What is expected: Arrange every line of the records below as a numbered list, skipping any blank lines.

** Start Input for this task **

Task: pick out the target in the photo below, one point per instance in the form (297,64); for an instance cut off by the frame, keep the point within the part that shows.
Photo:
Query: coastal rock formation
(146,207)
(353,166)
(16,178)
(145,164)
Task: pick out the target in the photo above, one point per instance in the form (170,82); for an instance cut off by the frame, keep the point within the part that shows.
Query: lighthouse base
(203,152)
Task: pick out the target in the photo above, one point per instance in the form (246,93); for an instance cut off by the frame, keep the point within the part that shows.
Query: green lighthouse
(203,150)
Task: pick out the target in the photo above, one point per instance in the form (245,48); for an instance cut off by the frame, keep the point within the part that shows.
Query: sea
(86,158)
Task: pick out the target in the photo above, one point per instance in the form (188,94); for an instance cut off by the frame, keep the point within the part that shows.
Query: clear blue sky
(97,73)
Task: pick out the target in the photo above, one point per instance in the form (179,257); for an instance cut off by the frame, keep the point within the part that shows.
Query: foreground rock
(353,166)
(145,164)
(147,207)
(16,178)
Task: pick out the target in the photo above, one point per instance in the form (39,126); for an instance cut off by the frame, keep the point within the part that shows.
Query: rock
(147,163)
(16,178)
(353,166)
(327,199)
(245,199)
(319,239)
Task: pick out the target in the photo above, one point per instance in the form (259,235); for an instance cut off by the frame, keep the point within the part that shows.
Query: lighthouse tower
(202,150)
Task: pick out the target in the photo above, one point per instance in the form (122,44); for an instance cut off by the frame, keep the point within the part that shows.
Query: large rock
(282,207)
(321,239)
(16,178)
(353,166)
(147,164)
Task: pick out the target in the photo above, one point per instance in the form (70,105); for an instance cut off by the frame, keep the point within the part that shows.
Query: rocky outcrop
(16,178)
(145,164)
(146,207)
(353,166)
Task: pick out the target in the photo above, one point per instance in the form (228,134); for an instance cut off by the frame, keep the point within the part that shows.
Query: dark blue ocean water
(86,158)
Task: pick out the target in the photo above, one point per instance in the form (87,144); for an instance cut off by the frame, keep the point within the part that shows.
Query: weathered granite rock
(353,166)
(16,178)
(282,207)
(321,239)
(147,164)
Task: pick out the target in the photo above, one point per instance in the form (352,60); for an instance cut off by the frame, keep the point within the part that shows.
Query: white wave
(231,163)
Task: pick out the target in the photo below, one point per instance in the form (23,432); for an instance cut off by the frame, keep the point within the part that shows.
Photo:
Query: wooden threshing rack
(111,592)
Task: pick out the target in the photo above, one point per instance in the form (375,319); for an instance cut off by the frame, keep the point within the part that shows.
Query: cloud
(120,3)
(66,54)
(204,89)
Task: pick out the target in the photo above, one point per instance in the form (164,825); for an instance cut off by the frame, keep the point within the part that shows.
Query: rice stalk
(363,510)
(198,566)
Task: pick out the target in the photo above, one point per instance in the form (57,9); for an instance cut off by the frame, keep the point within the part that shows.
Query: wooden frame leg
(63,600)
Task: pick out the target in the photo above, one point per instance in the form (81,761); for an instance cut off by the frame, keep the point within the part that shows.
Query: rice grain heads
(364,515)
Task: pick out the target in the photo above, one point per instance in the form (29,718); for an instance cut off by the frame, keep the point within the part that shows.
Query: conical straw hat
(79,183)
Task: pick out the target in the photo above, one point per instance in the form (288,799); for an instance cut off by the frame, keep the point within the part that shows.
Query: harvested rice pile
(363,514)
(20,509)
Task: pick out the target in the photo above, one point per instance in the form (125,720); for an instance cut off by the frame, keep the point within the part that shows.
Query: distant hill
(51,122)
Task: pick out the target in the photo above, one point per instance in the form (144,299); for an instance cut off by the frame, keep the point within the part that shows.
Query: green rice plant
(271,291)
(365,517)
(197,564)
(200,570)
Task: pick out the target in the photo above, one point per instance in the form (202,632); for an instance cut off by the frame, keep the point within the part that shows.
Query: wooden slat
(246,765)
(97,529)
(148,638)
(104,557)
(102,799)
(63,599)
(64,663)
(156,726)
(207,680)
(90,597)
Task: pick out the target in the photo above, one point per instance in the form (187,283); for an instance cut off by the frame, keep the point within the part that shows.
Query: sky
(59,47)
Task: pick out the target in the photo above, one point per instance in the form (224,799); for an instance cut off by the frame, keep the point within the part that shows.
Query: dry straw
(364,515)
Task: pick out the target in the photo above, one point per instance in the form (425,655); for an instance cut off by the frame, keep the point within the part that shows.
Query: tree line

** End Input for this task **

Final answer:
1. Task: pick out the target in the photo below, one point per instance in the form (297,64); for an instance cut off by the frame, keep the point within the part that shows.
2. Photo:
3. Query: coastal rock formation
4. (146,207)
5. (353,166)
6. (16,178)
7. (145,164)
8. Task: pick out the target in the photo above, one point per instance in the form (170,82); for an instance cut off by the frame, keep the point within the part that shows.
9. Query: lighthouse base
10. (203,152)
11. Task: pick out the target in the photo above, one point per instance in the form (246,93); for an instance cut off by the frame, keep the point within the part that shows.
12. Query: green lighthouse
13. (203,150)
14. Task: pick out the target in the photo above, one point per instance in the form (245,48); for an instance cut off by the frame, keep the point within the part that shows.
15. Query: sea
16. (86,158)
17. Task: pick out the target in the photo above, one point per instance in the form (188,94); for an instance cut off by the frame, keep the point within the part that shows.
18. Query: clear blue sky
19. (97,73)
20. Task: pick out the target in the photo above, one point per instance in the form (179,257); for an instance cut off by the frame, keep the point within the part that shows.
21. Query: foreground rock
22. (353,166)
23. (145,164)
24. (147,207)
25. (16,178)
26. Task: pick out the target in the photo above, one point per instance in the form (39,126); for an instance cut off by the frame, keep the point within the part that shows.
27. Query: rock
28. (147,163)
29. (16,178)
30. (353,166)
31. (327,199)
32. (245,199)
33. (319,239)
34. Task: pick out the target in the photo above, one point per instance in the form (259,235); for an instance cut off by the frame, keep the point within the part that shows.
35. Query: lighthouse tower
36. (202,150)
37. Task: pick out the target in the photo above, one point per instance in the form (122,44); for an instance cut off by the frame, keep the point within the part that shows.
38. Query: large rock
39. (282,207)
40. (321,239)
41. (16,178)
42. (353,166)
43. (147,164)
44. Task: pick out the target in the photo above, one point per instance in the form (70,105); for an instance cut off by the frame, keep the point within the part that shows.
45. Query: rocky outcrop
46. (16,178)
47. (145,164)
48. (146,207)
49. (353,166)
50. Task: pick out the target in the photo above, one point per instance in the form (228,134); for an instance cut off by the frame, keep the point within the part that shows.
51. Query: dark blue ocean water
52. (86,158)
53. Task: pick out the target in the photo above, one point per instance in the form (87,144); for an instance cut off by the frame, keep the point within the part that shows.
54. Query: weathered granite rock
55. (353,166)
56. (16,178)
57. (282,207)
58. (321,239)
59. (147,164)
60. Task: pick out the target in the photo above, one point per instance in the form (352,60); for an instance cut off by the frame, keep the point within the part that shows.
61. Query: white wave
62. (231,163)
63. Task: pick out the target in the photo below, one point per instance in the form (23,432); for an instance cut off by the frame, keep the point within the part that shows.
64. Photo:
65. Query: wooden threshing rack
66. (111,592)
67. Task: pick out the target in the photo above, one point per instance in the form (375,319); for an instance cut off by the frame, keep the point within the part that shows.
68. Query: cloud
69. (120,3)
70. (66,54)
71. (204,89)
72. Task: pick out the target in the photo above, one point per instance in the form (164,825); for an instance cut off by the frame, keep the point within the part that shows.
73. Query: rice stalk
74. (363,510)
75. (198,566)
76. Task: pick out the target in the photo above, one point per instance in the form (57,9); for an instance cut off by the frame, keep the point within the part that shows.
77. Query: wooden frame leg
78. (63,600)
79. Task: pick out the target in the photo above, one point per instance in the form (81,761); for an instance cut off by the frame, keep the point within the part that shows.
80. Query: rice grain heads
81. (364,515)
82. Task: pick out the target in the photo above, one point per instance in the form (29,718); for an instance cut off by the frame, keep the point within the part that shows.
83. Query: conical straw hat
84. (79,183)
85. Task: pick out the target in the photo above, one point per instance in the form (288,799); for an instance cut off by the frame, keep the point within the part that shows.
86. Query: harvested rice pile
87. (363,514)
88. (20,509)
89. Task: pick out the target in the photo above, one point per instance in the form (125,720); for an instance cut off by the frame, keep the point within the part that shows.
90. Query: distant hill
91. (51,122)
92. Task: pick out the target in the photo above, one point per instance in the form (144,299); for an instance cut off by the frame, keep the point within the part that shows.
93. Query: green rice plant
94. (271,291)
95. (365,517)
96. (197,564)
97. (200,570)
98. Task: pick out the target in the photo above, one point per instance in the form (202,632); for an instance cut off by the frame, keep the point within the part that shows.
99. Query: wooden slat
100. (246,765)
101. (97,529)
102. (148,638)
103. (104,557)
104. (102,799)
105. (63,599)
106. (64,663)
107. (156,726)
108. (207,680)
109. (90,597)
110. Task: pick out the target in the photo above, one point per instance in the form (187,283); for an instance cut off by the frame, keep the point within the part that shows.
111. Query: sky
112. (59,47)
113. Task: pick out the target in the photo above, one point per instance in the form (224,799); for an instance cut off by the frame, keep the point within the part that shows.
114. Query: dry straw
115. (364,515)
116. Task: pick out the target in the photo above, one point per instance in the form (425,655); for an instance cut off by the frame, keep the point within the part that shows.
117. Query: tree line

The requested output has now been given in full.